What you need to do:
Swap "simplified polygon" for "reduced polygon" in the rows from the line holding "logo on backdrop -> outlines" through the final row, inclusive, and return only those lines, otherwise unchanged.

____

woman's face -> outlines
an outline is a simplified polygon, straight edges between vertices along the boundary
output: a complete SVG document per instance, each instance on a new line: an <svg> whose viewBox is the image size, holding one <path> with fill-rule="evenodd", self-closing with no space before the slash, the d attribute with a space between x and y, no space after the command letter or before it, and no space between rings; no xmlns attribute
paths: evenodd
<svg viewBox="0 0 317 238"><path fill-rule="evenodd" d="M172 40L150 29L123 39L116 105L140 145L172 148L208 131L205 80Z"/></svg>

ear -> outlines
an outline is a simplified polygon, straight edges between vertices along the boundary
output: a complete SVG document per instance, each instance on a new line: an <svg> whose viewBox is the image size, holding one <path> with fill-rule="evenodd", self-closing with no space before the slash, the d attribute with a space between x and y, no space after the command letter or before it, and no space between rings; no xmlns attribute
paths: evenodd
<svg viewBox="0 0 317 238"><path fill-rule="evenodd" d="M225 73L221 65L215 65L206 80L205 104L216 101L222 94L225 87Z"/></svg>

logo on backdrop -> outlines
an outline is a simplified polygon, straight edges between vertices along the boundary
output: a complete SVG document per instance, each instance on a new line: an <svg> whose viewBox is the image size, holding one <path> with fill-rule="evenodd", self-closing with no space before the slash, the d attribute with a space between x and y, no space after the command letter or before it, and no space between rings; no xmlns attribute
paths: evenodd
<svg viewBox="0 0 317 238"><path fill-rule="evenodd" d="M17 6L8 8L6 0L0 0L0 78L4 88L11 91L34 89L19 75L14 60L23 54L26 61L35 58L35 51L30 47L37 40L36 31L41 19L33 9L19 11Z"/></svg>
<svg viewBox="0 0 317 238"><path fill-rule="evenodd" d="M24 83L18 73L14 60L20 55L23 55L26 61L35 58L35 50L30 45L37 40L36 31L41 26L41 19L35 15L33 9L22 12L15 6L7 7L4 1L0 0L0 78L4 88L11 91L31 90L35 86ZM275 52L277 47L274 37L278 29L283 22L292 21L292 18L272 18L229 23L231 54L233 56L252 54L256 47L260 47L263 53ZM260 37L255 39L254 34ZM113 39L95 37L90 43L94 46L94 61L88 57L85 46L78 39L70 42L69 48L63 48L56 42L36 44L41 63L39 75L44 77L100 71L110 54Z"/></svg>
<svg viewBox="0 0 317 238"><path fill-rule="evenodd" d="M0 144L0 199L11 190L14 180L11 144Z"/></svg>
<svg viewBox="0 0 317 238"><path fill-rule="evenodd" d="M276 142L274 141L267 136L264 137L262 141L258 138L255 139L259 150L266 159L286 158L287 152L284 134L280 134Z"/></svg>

____

Answer to the problem:
logo on backdrop -> outlines
an outline is a reduced polygon, straight edges between vertices along the boundary
output: a complete SVG document per instance, each instance on a new line: an <svg> whose viewBox is the image size, holding one <path> with fill-rule="evenodd", self-closing with no space before the slash, the d attribute with a space between x and y, no space after the command letter or before it, and no space between rings; no xmlns attribute
paths: evenodd
<svg viewBox="0 0 317 238"><path fill-rule="evenodd" d="M17 6L8 8L6 0L0 0L0 78L4 88L11 91L34 89L19 75L14 60L23 54L26 61L35 58L35 51L30 47L37 40L36 31L41 19L33 9L19 11Z"/></svg>
<svg viewBox="0 0 317 238"><path fill-rule="evenodd" d="M24 83L18 73L14 60L20 55L23 55L26 61L35 58L35 50L30 45L37 40L36 31L41 26L41 19L35 15L33 9L22 12L15 6L7 7L4 1L0 0L0 78L4 88L11 91L31 90L35 86ZM275 52L277 47L274 37L278 29L283 22L292 21L292 18L272 18L229 23L231 54L233 56L252 54L256 47L260 47L263 53ZM260 37L255 39L254 34ZM113 39L95 37L90 43L94 46L94 61L88 57L85 46L78 39L70 42L69 48L63 48L56 42L36 44L41 63L39 75L44 77L100 71L110 54Z"/></svg>
<svg viewBox="0 0 317 238"><path fill-rule="evenodd" d="M0 144L0 199L11 190L14 180L11 144Z"/></svg>
<svg viewBox="0 0 317 238"><path fill-rule="evenodd" d="M276 142L274 141L267 136L264 137L262 141L258 138L255 139L259 150L266 159L286 158L287 152L284 134L280 134Z"/></svg>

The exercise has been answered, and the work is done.